#### Task details:
Among the entries that follow, find every line with the word "dress" and copy it.

Stored dataset items
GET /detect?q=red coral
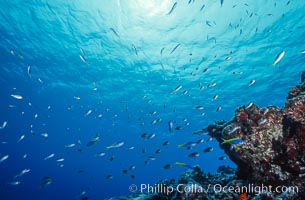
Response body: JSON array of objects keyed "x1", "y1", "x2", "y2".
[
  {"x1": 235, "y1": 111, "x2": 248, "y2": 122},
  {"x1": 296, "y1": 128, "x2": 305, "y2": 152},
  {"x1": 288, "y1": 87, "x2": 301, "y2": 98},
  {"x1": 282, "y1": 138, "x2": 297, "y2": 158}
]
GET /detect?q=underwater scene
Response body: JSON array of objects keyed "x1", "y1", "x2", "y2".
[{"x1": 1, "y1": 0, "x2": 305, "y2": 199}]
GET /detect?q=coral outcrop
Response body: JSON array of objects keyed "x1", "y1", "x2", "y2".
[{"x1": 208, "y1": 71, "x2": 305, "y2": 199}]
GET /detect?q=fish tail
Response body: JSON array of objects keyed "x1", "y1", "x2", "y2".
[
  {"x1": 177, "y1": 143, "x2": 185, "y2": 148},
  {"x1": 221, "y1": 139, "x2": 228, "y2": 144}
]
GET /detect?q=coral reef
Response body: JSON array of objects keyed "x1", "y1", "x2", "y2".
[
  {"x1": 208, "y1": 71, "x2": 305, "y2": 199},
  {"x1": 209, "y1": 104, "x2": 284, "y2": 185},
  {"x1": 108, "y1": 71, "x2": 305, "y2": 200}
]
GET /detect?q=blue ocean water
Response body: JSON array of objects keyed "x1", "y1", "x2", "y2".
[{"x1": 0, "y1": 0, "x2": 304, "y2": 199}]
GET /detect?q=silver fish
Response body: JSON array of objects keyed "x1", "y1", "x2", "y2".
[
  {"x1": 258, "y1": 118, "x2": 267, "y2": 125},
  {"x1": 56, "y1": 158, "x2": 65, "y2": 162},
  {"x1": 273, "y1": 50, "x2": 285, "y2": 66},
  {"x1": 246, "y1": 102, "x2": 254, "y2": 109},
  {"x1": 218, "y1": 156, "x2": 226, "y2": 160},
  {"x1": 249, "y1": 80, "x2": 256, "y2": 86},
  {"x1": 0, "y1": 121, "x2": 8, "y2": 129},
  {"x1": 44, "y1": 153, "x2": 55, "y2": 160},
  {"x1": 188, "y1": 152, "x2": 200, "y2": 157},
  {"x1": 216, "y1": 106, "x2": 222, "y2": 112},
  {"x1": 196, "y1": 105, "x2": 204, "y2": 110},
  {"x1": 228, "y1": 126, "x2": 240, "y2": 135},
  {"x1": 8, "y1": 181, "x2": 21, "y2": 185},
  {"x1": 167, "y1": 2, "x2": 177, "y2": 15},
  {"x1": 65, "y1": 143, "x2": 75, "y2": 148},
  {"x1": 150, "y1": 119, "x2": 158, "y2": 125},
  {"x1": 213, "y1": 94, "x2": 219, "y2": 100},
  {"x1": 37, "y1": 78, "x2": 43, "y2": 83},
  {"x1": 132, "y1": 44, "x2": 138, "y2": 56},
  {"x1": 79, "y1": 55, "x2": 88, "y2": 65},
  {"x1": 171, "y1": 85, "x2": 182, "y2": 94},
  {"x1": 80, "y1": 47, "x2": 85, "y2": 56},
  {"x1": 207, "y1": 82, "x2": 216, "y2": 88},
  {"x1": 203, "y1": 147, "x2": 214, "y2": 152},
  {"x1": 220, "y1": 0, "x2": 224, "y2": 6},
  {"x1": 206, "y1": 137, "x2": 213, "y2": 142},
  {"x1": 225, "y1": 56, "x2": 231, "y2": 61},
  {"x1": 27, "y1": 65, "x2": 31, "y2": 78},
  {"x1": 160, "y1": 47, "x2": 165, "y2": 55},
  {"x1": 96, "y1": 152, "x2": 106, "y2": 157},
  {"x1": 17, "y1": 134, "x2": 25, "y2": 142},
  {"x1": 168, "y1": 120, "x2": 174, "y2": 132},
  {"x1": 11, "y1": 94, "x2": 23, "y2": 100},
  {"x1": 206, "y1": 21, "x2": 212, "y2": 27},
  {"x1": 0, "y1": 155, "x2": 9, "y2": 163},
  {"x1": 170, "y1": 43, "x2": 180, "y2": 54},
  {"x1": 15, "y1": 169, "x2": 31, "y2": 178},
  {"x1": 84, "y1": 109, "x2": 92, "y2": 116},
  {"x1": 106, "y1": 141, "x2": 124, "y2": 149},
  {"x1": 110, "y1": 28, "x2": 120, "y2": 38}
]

* * *

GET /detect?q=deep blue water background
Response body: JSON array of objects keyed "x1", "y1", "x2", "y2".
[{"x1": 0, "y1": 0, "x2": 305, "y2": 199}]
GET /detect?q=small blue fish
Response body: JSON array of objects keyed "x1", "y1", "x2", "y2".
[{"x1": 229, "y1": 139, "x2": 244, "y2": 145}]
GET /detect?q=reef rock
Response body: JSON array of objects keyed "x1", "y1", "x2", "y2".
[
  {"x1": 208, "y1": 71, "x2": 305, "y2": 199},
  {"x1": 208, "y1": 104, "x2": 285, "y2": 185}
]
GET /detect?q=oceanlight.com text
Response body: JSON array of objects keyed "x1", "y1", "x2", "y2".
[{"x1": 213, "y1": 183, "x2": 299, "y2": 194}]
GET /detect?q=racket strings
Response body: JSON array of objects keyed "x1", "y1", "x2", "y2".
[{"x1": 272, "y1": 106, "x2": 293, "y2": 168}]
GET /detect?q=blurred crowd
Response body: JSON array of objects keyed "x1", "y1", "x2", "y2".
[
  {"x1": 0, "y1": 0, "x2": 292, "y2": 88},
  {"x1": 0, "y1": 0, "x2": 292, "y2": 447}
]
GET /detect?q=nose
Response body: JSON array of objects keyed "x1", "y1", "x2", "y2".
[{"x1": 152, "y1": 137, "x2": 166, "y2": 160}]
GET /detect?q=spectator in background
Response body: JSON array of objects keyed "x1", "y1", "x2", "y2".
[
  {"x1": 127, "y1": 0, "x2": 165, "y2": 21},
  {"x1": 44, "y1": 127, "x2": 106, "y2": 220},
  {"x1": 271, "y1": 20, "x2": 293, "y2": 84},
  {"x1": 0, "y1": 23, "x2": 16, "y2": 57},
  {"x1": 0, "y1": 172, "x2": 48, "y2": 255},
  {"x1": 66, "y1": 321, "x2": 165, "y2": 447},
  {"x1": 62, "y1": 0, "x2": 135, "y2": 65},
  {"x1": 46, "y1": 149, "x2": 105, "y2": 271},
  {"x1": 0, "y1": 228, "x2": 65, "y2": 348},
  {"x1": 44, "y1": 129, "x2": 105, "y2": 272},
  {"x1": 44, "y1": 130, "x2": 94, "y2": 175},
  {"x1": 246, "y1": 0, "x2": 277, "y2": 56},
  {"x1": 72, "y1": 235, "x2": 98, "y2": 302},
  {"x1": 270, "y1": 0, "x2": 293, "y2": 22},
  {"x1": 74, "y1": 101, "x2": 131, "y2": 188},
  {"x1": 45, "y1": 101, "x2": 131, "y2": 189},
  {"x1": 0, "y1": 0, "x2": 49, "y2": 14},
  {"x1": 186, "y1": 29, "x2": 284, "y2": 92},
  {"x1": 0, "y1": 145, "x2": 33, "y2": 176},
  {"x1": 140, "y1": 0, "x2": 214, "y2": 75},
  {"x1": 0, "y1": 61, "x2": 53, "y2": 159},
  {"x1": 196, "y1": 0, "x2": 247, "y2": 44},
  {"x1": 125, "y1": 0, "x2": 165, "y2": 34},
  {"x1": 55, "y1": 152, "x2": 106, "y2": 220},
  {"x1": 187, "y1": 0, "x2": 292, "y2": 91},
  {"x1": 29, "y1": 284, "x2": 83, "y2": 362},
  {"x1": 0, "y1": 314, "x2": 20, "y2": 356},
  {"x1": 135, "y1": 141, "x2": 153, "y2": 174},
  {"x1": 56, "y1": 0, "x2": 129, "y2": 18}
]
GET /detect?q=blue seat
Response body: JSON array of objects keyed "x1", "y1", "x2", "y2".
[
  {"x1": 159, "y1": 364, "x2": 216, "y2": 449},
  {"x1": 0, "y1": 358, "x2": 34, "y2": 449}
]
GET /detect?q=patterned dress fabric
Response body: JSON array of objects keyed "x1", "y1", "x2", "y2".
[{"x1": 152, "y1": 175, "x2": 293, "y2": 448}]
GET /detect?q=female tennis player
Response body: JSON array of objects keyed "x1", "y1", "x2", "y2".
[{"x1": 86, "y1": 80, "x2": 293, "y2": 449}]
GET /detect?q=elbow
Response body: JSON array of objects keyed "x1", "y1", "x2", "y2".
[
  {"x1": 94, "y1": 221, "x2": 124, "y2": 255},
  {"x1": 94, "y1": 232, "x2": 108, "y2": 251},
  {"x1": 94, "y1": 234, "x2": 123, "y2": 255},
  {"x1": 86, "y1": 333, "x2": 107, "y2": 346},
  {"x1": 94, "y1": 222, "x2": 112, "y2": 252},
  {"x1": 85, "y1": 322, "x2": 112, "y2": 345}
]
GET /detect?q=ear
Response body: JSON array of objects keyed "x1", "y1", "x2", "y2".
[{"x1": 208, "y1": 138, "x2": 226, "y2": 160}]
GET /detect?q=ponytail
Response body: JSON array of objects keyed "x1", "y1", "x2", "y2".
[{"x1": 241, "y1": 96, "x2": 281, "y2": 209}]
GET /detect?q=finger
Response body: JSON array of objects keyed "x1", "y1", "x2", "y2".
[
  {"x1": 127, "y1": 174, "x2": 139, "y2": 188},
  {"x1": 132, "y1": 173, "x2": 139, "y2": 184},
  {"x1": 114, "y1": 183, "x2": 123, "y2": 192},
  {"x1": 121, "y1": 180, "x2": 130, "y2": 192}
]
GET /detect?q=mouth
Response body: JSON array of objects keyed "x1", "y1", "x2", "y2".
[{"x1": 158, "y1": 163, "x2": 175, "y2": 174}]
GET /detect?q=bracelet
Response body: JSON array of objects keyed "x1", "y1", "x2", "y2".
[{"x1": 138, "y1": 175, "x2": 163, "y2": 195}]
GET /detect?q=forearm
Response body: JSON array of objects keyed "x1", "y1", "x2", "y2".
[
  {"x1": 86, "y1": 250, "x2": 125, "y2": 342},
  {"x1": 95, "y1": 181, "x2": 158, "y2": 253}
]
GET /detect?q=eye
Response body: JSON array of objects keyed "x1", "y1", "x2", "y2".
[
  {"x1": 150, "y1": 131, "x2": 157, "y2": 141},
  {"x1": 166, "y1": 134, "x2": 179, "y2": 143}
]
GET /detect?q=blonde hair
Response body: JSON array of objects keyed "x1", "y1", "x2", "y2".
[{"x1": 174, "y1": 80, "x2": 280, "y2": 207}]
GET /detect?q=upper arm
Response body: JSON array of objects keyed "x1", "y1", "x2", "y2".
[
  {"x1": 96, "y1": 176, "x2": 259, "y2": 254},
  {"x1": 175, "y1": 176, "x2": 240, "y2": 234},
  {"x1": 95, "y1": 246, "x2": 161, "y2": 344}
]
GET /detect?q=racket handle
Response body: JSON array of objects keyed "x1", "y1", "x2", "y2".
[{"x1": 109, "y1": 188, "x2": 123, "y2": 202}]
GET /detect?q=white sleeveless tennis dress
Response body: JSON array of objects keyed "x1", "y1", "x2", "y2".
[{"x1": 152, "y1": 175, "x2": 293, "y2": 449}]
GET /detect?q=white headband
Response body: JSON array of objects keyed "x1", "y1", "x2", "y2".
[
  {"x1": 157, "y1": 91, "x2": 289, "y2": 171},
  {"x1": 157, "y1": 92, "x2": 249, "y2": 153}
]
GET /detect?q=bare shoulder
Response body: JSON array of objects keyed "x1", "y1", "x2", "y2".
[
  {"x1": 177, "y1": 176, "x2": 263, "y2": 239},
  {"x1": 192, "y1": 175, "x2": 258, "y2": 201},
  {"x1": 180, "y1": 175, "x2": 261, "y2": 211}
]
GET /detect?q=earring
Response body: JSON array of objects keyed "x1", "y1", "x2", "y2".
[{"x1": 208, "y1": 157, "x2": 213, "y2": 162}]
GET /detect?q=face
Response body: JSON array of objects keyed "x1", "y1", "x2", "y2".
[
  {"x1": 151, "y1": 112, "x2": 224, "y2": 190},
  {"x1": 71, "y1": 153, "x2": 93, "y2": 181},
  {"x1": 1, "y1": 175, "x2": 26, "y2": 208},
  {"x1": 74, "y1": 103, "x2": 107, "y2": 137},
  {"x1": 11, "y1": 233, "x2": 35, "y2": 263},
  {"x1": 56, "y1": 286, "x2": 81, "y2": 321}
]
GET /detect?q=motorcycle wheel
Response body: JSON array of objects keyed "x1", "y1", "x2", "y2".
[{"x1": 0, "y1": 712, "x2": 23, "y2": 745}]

#### Finished task:
GET /detect?q=patterned dress fabric
GET /detect?q=white sleeveless tennis dress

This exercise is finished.